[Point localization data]
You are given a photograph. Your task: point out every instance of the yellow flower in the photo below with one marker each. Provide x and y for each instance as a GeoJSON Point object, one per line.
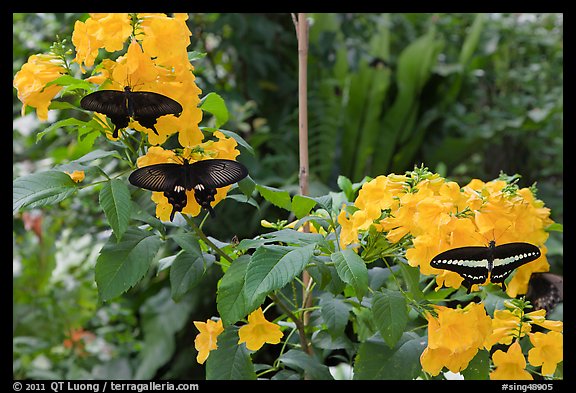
{"type": "Point", "coordinates": [507, 326]}
{"type": "Point", "coordinates": [156, 61]}
{"type": "Point", "coordinates": [166, 39]}
{"type": "Point", "coordinates": [454, 337]}
{"type": "Point", "coordinates": [547, 351]}
{"type": "Point", "coordinates": [510, 364]}
{"type": "Point", "coordinates": [108, 31]}
{"type": "Point", "coordinates": [539, 318]}
{"type": "Point", "coordinates": [32, 78]}
{"type": "Point", "coordinates": [158, 155]}
{"type": "Point", "coordinates": [513, 323]}
{"type": "Point", "coordinates": [440, 215]}
{"type": "Point", "coordinates": [205, 341]}
{"type": "Point", "coordinates": [259, 331]}
{"type": "Point", "coordinates": [348, 232]}
{"type": "Point", "coordinates": [77, 176]}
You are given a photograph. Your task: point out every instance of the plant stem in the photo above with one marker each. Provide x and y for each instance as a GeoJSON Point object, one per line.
{"type": "Point", "coordinates": [302, 36]}
{"type": "Point", "coordinates": [297, 321]}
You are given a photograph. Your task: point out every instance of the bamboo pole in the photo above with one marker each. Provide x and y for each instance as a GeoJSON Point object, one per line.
{"type": "Point", "coordinates": [301, 24]}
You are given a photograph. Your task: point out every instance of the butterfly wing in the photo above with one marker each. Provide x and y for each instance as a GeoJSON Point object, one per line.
{"type": "Point", "coordinates": [146, 107]}
{"type": "Point", "coordinates": [159, 177]}
{"type": "Point", "coordinates": [510, 256]}
{"type": "Point", "coordinates": [215, 173]}
{"type": "Point", "coordinates": [150, 104]}
{"type": "Point", "coordinates": [471, 263]}
{"type": "Point", "coordinates": [111, 103]}
{"type": "Point", "coordinates": [108, 102]}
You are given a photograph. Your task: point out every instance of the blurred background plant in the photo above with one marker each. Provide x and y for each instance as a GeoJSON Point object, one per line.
{"type": "Point", "coordinates": [468, 95]}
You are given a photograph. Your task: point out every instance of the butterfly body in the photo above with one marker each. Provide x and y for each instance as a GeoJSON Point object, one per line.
{"type": "Point", "coordinates": [203, 177]}
{"type": "Point", "coordinates": [476, 264]}
{"type": "Point", "coordinates": [145, 107]}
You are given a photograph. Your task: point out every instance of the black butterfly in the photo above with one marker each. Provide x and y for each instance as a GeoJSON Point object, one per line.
{"type": "Point", "coordinates": [204, 177]}
{"type": "Point", "coordinates": [476, 263]}
{"type": "Point", "coordinates": [545, 290]}
{"type": "Point", "coordinates": [143, 106]}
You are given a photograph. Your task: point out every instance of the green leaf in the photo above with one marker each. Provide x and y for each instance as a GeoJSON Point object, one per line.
{"type": "Point", "coordinates": [412, 277]}
{"type": "Point", "coordinates": [231, 299]}
{"type": "Point", "coordinates": [230, 361]}
{"type": "Point", "coordinates": [247, 186]}
{"type": "Point", "coordinates": [115, 201]}
{"type": "Point", "coordinates": [346, 185]}
{"type": "Point", "coordinates": [161, 319]}
{"type": "Point", "coordinates": [189, 242]}
{"type": "Point", "coordinates": [272, 267]}
{"type": "Point", "coordinates": [121, 265]}
{"type": "Point", "coordinates": [41, 189]}
{"type": "Point", "coordinates": [390, 315]}
{"type": "Point", "coordinates": [478, 368]}
{"type": "Point", "coordinates": [67, 80]}
{"type": "Point", "coordinates": [275, 196]}
{"type": "Point", "coordinates": [309, 364]}
{"type": "Point", "coordinates": [301, 205]}
{"type": "Point", "coordinates": [69, 122]}
{"type": "Point", "coordinates": [375, 360]}
{"type": "Point", "coordinates": [239, 140]}
{"type": "Point", "coordinates": [352, 270]}
{"type": "Point", "coordinates": [335, 313]}
{"type": "Point", "coordinates": [214, 104]}
{"type": "Point", "coordinates": [186, 272]}
{"type": "Point", "coordinates": [287, 235]}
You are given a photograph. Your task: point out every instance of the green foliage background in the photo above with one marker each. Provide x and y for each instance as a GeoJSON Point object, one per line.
{"type": "Point", "coordinates": [467, 95]}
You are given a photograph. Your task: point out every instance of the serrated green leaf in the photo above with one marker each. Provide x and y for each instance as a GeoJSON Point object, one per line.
{"type": "Point", "coordinates": [247, 186]}
{"type": "Point", "coordinates": [272, 267]}
{"type": "Point", "coordinates": [412, 277]}
{"type": "Point", "coordinates": [186, 272]}
{"type": "Point", "coordinates": [189, 242]}
{"type": "Point", "coordinates": [375, 360]}
{"type": "Point", "coordinates": [95, 155]}
{"type": "Point", "coordinates": [346, 185]}
{"type": "Point", "coordinates": [231, 299]}
{"type": "Point", "coordinates": [352, 270]}
{"type": "Point", "coordinates": [275, 196]}
{"type": "Point", "coordinates": [67, 80]}
{"type": "Point", "coordinates": [335, 313]}
{"type": "Point", "coordinates": [309, 364]}
{"type": "Point", "coordinates": [69, 122]}
{"type": "Point", "coordinates": [161, 319]}
{"type": "Point", "coordinates": [214, 104]}
{"type": "Point", "coordinates": [121, 265]}
{"type": "Point", "coordinates": [41, 189]}
{"type": "Point", "coordinates": [115, 201]}
{"type": "Point", "coordinates": [390, 315]}
{"type": "Point", "coordinates": [230, 361]}
{"type": "Point", "coordinates": [238, 140]}
{"type": "Point", "coordinates": [301, 205]}
{"type": "Point", "coordinates": [478, 368]}
{"type": "Point", "coordinates": [287, 236]}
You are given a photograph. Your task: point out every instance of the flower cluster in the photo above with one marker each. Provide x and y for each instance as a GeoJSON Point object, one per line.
{"type": "Point", "coordinates": [31, 81]}
{"type": "Point", "coordinates": [439, 215]}
{"type": "Point", "coordinates": [257, 332]}
{"type": "Point", "coordinates": [456, 335]}
{"type": "Point", "coordinates": [156, 60]}
{"type": "Point", "coordinates": [224, 147]}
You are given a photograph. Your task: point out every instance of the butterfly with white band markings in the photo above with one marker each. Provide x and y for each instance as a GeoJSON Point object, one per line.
{"type": "Point", "coordinates": [143, 106]}
{"type": "Point", "coordinates": [475, 264]}
{"type": "Point", "coordinates": [204, 177]}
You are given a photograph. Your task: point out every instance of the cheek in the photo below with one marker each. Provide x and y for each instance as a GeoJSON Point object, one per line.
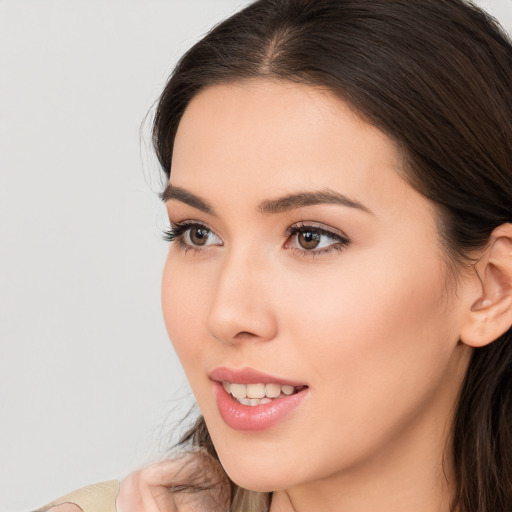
{"type": "Point", "coordinates": [184, 306]}
{"type": "Point", "coordinates": [373, 342]}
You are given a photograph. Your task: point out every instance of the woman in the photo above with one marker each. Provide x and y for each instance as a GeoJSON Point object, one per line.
{"type": "Point", "coordinates": [340, 203]}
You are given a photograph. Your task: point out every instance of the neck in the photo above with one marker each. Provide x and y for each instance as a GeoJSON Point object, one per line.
{"type": "Point", "coordinates": [413, 472]}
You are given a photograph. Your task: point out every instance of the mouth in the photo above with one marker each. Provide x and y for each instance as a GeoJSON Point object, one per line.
{"type": "Point", "coordinates": [259, 393]}
{"type": "Point", "coordinates": [250, 400]}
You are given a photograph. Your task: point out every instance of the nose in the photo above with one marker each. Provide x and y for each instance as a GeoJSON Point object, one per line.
{"type": "Point", "coordinates": [241, 308]}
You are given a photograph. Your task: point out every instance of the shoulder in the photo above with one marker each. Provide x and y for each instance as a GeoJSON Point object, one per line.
{"type": "Point", "coordinates": [99, 497]}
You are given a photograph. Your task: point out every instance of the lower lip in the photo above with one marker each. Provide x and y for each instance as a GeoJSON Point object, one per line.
{"type": "Point", "coordinates": [257, 417]}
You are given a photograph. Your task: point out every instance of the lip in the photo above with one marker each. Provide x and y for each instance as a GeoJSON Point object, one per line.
{"type": "Point", "coordinates": [248, 375]}
{"type": "Point", "coordinates": [259, 417]}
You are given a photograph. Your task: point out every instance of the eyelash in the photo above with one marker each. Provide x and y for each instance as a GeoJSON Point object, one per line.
{"type": "Point", "coordinates": [177, 231]}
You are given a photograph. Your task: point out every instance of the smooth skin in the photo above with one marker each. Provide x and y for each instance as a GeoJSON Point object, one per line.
{"type": "Point", "coordinates": [370, 318]}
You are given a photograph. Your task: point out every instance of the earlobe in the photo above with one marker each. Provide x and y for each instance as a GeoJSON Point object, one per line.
{"type": "Point", "coordinates": [491, 313]}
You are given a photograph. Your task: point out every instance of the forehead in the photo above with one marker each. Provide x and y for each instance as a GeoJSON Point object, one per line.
{"type": "Point", "coordinates": [266, 137]}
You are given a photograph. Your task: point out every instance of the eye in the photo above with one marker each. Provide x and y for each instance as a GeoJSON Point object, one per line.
{"type": "Point", "coordinates": [315, 239]}
{"type": "Point", "coordinates": [191, 235]}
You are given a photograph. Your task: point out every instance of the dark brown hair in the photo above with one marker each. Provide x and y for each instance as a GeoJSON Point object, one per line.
{"type": "Point", "coordinates": [435, 76]}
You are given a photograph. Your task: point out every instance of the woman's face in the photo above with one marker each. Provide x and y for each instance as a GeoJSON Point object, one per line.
{"type": "Point", "coordinates": [303, 263]}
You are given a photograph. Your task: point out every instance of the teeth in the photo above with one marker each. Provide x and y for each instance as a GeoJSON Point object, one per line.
{"type": "Point", "coordinates": [254, 401]}
{"type": "Point", "coordinates": [272, 390]}
{"type": "Point", "coordinates": [239, 390]}
{"type": "Point", "coordinates": [256, 394]}
{"type": "Point", "coordinates": [287, 390]}
{"type": "Point", "coordinates": [255, 390]}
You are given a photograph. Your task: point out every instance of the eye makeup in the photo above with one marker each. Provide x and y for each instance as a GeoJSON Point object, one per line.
{"type": "Point", "coordinates": [302, 238]}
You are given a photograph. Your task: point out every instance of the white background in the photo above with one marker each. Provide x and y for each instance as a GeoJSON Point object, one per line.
{"type": "Point", "coordinates": [89, 386]}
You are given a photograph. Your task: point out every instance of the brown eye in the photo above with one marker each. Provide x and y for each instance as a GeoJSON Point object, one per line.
{"type": "Point", "coordinates": [199, 235]}
{"type": "Point", "coordinates": [308, 239]}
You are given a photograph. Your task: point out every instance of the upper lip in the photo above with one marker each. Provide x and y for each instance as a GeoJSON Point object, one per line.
{"type": "Point", "coordinates": [248, 375]}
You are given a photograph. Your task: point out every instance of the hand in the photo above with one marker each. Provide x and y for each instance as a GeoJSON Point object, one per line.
{"type": "Point", "coordinates": [168, 487]}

Problem statement - Output nothing but the lines from the one containing "the eye makeup" through the last line of the data, exactly as they stand.

Answer to the exercise -
You are given a photograph. Your task: point out every instance of the eye makeup in the photo above with one marker each. Provide x and y for each instance as a GeoJSON Point object, one per line.
{"type": "Point", "coordinates": [302, 238]}
You are given a photograph. Your task: point out every instance of the white background in the photo above with one marker each. Provide x and y for each instance as a GeoJSON Point object, one per line.
{"type": "Point", "coordinates": [89, 386]}
You are given a photograph. Your task: point out every instance of the brown eye in the photo above with one marker each. Provide x and y for each instance as a GeoJSON Point object, one per line.
{"type": "Point", "coordinates": [199, 235]}
{"type": "Point", "coordinates": [308, 239]}
You are given a photograph. Your task: point out every instance of the upper lip in the photo above with one marker each. Provide x and y for each instance as a GeoJSON Point object, one per line.
{"type": "Point", "coordinates": [248, 375]}
You are given a photograph. Your task: point out every instance of the hand in the photo above with one marker each. Provide x and y for each instance as a GeoJSON Point object, one per line.
{"type": "Point", "coordinates": [168, 487]}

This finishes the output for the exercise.